#### [Challenge]
Which lines of the records contain the string "cloud"? Extract each of them.

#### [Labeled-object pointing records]
>> Begin
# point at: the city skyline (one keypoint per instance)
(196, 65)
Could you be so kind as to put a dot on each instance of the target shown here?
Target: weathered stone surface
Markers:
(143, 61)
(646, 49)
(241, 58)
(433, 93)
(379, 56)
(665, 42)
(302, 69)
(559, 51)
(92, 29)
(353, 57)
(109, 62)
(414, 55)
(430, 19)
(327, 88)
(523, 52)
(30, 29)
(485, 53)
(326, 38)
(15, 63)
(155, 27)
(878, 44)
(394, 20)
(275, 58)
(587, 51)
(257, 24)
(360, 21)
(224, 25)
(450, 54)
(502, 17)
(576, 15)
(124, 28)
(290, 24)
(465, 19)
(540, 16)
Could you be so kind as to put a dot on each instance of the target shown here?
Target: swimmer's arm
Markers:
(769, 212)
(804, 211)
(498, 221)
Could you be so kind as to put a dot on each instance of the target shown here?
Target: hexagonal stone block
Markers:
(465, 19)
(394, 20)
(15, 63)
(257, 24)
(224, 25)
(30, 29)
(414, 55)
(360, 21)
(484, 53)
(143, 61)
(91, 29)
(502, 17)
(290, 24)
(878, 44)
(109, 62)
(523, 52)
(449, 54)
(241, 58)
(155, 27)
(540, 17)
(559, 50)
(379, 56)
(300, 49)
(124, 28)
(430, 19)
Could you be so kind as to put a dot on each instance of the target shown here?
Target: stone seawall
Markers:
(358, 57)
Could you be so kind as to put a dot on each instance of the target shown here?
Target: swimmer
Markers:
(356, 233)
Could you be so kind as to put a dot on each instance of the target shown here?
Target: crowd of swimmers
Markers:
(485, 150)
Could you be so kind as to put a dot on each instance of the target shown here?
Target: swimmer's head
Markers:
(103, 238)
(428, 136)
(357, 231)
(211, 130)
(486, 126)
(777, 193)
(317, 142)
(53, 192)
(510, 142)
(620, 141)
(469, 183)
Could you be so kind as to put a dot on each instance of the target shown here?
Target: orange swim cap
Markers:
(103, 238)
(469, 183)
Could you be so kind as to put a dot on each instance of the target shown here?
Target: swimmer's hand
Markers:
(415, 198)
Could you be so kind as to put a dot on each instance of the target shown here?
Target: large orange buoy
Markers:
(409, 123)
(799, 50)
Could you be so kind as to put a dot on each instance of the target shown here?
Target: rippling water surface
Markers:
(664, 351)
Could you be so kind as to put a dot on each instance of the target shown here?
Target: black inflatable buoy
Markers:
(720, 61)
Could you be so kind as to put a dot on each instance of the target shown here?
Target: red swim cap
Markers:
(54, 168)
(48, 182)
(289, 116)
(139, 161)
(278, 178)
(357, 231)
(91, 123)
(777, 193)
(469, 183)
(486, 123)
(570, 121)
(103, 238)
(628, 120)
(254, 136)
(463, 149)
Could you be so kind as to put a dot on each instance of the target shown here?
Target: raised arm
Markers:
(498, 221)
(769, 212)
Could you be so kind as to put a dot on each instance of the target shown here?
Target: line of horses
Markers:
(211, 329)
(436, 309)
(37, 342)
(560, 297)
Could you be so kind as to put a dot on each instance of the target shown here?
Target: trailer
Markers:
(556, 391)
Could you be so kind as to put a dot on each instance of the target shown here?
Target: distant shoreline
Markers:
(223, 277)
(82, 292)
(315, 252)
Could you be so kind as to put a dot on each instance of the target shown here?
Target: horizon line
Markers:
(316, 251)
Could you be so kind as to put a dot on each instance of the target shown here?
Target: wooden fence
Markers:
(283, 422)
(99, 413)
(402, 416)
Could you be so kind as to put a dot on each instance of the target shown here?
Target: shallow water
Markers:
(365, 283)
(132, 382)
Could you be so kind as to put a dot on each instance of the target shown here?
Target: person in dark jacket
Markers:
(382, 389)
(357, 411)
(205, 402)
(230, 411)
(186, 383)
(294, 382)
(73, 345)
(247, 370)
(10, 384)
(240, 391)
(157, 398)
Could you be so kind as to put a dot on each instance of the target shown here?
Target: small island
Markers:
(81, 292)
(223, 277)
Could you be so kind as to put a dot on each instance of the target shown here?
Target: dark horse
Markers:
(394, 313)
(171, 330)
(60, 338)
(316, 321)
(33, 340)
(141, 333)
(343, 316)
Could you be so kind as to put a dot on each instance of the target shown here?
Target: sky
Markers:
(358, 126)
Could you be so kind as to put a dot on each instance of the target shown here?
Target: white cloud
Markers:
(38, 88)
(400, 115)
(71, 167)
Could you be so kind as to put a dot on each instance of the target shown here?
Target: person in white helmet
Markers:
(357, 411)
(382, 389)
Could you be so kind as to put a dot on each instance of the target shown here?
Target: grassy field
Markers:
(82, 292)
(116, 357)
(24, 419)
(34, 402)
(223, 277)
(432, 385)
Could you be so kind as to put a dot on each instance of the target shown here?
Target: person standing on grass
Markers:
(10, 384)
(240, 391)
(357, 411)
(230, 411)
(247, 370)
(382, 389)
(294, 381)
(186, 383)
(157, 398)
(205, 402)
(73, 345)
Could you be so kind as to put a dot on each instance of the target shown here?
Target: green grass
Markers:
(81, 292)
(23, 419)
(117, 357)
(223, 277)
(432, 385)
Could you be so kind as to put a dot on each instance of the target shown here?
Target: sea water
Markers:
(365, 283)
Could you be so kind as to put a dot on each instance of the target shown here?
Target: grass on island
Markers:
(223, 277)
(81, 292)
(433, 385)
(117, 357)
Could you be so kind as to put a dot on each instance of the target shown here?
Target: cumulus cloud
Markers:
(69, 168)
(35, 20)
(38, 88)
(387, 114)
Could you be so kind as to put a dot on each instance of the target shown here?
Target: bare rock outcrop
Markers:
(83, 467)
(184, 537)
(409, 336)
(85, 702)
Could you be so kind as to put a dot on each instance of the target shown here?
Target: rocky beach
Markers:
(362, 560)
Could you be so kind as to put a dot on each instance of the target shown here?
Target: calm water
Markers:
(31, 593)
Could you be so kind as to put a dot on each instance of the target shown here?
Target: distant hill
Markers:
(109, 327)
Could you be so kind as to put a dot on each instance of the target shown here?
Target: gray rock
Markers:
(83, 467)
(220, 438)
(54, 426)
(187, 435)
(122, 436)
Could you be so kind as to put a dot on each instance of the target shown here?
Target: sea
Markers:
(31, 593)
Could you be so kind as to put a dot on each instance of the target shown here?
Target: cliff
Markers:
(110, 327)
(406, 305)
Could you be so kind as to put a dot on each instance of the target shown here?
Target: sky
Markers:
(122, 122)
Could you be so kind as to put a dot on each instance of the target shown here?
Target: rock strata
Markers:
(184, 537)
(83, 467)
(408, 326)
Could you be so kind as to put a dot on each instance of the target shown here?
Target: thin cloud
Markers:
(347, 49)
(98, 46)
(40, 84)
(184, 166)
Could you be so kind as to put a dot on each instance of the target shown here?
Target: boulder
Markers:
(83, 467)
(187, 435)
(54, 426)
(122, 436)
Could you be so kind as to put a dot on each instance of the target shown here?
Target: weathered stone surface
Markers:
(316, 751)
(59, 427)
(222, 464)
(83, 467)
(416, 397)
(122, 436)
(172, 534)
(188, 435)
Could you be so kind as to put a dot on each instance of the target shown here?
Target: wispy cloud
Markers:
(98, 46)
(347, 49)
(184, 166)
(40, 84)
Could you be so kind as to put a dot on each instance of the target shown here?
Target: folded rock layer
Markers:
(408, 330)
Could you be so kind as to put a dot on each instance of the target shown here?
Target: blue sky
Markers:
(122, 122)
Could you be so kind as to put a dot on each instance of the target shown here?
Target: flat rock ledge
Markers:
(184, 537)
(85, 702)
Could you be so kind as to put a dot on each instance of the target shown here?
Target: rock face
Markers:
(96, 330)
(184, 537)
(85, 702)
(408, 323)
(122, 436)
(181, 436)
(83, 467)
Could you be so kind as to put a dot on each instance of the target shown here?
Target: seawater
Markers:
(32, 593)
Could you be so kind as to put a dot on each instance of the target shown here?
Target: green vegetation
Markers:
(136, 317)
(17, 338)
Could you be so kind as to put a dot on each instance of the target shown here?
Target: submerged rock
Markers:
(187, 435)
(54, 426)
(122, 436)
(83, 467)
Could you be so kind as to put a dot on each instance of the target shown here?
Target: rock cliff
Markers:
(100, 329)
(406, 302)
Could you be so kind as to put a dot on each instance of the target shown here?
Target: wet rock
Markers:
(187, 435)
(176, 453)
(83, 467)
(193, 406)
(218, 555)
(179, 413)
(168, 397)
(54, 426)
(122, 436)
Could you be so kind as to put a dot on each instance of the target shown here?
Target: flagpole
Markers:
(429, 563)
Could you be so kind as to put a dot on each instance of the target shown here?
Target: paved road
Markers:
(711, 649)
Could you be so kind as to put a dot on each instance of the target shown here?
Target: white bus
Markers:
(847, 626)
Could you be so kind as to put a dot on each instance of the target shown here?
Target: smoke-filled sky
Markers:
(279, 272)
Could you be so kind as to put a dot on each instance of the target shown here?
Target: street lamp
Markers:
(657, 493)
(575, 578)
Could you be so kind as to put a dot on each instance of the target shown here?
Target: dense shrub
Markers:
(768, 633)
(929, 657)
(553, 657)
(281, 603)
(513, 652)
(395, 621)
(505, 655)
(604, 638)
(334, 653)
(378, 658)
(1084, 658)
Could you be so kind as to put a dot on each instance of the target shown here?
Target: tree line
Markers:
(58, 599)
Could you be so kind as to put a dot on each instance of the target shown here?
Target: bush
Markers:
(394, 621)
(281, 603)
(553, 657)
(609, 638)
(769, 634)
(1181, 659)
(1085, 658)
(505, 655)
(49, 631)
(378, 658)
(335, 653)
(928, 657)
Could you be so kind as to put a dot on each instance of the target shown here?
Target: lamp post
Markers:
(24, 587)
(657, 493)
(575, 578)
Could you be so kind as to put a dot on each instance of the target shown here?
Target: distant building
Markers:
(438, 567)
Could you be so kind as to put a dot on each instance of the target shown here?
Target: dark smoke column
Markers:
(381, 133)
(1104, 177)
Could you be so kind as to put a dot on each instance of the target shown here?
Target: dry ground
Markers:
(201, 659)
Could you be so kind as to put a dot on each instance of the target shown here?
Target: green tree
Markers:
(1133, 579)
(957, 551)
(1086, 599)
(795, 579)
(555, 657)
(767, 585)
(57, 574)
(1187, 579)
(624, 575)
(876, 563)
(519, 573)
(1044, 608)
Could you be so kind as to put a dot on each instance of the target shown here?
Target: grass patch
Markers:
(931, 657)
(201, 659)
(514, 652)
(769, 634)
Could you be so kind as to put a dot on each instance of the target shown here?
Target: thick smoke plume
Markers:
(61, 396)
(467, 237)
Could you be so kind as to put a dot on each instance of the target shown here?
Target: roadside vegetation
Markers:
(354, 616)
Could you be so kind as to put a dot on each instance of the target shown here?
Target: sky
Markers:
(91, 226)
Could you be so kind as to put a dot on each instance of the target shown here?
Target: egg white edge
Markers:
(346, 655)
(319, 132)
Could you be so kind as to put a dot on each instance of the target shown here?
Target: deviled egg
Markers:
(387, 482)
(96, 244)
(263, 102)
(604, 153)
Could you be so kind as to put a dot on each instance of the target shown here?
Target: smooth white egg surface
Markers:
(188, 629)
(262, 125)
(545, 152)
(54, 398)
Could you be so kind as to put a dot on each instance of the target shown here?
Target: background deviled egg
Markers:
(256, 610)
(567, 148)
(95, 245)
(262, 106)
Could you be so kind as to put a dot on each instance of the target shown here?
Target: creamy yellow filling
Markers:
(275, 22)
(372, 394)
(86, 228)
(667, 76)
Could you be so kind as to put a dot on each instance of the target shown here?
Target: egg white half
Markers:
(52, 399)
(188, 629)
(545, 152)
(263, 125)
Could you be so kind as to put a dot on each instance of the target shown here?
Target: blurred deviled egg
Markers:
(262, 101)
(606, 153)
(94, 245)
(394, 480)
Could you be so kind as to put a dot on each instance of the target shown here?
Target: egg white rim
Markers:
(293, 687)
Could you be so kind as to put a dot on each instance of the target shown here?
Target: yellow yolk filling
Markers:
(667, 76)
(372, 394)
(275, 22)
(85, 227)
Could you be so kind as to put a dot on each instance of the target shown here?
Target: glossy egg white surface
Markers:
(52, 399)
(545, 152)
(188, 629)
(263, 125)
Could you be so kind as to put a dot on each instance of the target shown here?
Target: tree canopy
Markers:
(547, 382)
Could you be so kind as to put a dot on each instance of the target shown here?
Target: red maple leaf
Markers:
>> End
#### [Response below]
Target: white cloud
Target: cumulus cloud
Target: thin cloud
Target: wispy cloud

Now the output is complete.